## START DATA SHOWN
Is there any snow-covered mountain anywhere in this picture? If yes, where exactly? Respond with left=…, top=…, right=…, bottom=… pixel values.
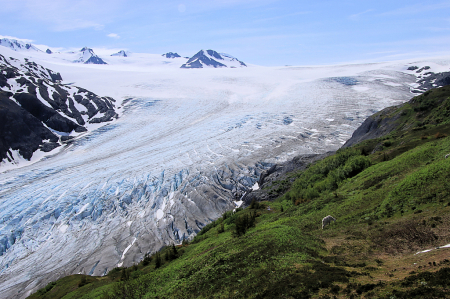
left=0, top=40, right=450, bottom=298
left=0, top=38, right=42, bottom=52
left=0, top=54, right=117, bottom=169
left=111, top=50, right=130, bottom=57
left=181, top=50, right=247, bottom=69
left=74, top=47, right=107, bottom=64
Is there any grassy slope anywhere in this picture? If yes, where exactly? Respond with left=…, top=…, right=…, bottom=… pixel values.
left=30, top=87, right=450, bottom=298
## END DATA SHOWN
▸ WORK REQUIRED
Format the lines of the items as a JSON list of strings, one string per line with blank lines omitted, starting with the line that contains "Is there any grassy" and going on through the end of the items.

▸ RESPONSE FOR THIS EXERCISE
[
  "Is there any grassy slope anywhere in this picture? If yes, where exactly? Respond with left=…, top=…, right=…, bottom=… pixel values.",
  "left=30, top=87, right=450, bottom=298"
]